Saved data entries
+ + + +

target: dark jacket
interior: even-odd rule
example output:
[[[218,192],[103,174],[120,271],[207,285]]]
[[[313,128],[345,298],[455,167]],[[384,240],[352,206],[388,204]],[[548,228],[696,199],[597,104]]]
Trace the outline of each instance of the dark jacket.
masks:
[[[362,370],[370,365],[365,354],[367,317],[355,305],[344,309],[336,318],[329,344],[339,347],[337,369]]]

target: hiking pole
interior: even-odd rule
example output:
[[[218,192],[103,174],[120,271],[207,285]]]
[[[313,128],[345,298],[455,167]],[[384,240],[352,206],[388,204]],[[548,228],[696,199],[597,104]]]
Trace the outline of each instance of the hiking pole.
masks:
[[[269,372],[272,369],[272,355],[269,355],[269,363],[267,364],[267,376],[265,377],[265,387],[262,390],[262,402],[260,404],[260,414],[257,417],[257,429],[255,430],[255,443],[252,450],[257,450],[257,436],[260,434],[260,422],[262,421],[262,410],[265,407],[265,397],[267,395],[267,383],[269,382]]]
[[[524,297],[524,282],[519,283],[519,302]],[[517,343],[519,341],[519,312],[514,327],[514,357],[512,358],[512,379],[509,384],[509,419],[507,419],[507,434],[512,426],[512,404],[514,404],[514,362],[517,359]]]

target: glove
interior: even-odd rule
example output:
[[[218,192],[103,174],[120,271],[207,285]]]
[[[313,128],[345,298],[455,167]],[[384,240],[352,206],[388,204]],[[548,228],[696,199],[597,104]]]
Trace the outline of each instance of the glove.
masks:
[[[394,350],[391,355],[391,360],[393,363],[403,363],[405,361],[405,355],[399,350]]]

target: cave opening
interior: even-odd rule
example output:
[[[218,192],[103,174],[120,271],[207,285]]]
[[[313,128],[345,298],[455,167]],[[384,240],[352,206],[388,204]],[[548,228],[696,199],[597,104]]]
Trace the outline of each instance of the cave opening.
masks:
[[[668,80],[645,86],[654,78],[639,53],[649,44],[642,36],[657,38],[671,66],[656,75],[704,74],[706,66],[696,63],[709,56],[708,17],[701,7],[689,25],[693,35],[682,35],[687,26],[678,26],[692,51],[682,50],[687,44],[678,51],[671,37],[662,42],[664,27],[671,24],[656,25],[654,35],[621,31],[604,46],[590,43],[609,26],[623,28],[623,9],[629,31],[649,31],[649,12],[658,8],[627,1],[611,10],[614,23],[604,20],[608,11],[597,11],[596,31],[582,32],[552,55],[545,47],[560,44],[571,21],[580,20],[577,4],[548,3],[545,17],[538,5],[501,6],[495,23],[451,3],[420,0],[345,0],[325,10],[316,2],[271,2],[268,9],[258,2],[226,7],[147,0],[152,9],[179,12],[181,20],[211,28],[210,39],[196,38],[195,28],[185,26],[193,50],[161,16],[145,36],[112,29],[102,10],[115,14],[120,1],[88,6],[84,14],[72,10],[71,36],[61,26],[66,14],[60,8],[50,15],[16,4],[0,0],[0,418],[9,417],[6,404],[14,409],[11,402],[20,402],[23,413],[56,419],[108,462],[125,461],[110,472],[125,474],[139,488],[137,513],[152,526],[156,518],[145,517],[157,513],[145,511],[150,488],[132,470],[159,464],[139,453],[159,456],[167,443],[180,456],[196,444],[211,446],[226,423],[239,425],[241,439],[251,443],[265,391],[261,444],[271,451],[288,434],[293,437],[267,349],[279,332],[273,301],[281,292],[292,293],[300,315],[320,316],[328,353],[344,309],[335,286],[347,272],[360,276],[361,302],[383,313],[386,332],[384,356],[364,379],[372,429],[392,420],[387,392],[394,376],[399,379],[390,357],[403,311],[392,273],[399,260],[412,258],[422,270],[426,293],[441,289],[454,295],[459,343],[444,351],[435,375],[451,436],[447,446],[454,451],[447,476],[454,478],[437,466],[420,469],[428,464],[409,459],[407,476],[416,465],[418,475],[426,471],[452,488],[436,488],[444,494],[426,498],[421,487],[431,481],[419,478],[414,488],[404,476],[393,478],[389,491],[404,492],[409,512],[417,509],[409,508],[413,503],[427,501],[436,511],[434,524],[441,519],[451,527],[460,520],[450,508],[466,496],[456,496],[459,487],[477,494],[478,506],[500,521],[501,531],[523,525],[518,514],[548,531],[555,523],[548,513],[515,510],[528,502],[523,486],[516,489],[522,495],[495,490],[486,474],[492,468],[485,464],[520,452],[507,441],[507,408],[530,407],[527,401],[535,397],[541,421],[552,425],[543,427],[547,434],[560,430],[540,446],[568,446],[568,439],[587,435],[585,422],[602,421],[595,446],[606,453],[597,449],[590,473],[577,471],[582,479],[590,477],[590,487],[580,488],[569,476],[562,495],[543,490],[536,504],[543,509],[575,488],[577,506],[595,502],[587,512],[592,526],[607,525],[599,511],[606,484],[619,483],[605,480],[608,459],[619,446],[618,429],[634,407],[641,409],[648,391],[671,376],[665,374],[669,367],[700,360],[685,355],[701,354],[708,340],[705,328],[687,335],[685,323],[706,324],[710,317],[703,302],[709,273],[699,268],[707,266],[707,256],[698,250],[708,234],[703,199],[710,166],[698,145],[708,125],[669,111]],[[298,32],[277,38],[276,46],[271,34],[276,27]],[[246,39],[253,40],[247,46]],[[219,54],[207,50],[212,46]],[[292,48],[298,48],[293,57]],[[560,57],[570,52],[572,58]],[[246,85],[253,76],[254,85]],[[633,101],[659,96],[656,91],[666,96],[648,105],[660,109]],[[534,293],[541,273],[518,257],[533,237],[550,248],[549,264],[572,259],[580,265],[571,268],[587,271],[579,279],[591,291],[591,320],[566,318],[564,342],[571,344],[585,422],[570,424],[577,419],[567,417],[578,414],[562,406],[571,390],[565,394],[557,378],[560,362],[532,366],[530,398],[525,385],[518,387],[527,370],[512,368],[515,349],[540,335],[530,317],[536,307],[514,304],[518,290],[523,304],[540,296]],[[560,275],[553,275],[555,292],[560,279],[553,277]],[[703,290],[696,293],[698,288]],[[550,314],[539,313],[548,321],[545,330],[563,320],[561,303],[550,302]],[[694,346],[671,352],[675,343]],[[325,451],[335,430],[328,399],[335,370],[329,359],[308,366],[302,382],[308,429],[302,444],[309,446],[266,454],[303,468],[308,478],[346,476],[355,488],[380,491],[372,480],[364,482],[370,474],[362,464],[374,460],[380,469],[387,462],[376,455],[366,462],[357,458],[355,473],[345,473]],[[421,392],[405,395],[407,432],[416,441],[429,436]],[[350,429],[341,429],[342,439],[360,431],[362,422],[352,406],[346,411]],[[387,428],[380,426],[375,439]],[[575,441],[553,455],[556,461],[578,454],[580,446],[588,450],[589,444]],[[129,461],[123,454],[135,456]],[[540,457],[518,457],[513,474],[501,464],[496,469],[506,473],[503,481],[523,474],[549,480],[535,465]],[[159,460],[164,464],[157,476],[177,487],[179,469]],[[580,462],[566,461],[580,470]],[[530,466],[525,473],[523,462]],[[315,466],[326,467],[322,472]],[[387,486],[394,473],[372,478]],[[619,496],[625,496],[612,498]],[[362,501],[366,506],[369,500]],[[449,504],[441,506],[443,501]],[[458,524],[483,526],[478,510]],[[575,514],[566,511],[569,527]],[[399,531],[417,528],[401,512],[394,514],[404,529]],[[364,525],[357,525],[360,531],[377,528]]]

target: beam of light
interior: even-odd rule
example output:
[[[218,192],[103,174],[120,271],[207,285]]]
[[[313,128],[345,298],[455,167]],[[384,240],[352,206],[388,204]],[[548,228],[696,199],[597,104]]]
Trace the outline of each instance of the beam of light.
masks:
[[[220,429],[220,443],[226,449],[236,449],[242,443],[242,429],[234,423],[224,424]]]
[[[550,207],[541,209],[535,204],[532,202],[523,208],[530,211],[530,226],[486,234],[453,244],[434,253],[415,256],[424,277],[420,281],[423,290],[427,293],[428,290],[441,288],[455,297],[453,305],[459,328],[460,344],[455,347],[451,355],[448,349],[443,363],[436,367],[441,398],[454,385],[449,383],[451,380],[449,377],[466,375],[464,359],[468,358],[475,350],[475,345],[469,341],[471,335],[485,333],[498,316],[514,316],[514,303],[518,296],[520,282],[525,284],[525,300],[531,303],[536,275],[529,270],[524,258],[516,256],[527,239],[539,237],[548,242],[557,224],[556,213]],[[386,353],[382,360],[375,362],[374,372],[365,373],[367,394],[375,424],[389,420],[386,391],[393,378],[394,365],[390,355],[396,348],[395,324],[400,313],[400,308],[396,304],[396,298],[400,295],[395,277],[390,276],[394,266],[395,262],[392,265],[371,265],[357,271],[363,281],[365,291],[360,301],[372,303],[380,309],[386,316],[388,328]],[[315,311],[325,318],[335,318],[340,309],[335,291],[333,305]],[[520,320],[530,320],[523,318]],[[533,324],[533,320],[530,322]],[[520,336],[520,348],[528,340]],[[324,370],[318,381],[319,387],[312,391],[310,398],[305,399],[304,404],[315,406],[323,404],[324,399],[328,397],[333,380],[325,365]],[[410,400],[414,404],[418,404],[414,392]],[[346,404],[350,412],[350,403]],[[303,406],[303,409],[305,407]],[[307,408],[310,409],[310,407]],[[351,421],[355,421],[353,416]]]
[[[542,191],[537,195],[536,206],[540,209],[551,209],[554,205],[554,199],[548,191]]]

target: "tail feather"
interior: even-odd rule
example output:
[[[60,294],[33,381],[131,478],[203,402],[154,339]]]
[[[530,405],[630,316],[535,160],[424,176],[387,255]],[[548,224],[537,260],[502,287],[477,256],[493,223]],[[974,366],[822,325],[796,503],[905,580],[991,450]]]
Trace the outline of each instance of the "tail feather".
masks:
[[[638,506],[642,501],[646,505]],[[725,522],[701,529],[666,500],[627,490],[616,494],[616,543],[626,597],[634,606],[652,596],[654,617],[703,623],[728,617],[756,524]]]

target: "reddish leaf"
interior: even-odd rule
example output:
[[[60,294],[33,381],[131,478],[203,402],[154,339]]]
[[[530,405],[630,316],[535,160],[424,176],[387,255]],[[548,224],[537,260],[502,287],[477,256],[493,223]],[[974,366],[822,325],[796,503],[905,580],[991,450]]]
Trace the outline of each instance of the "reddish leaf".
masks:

+ + + +

Show each line above that contains the word "cave". Case counts.

target: cave opening
Trace the outline of each instance of the cave opening.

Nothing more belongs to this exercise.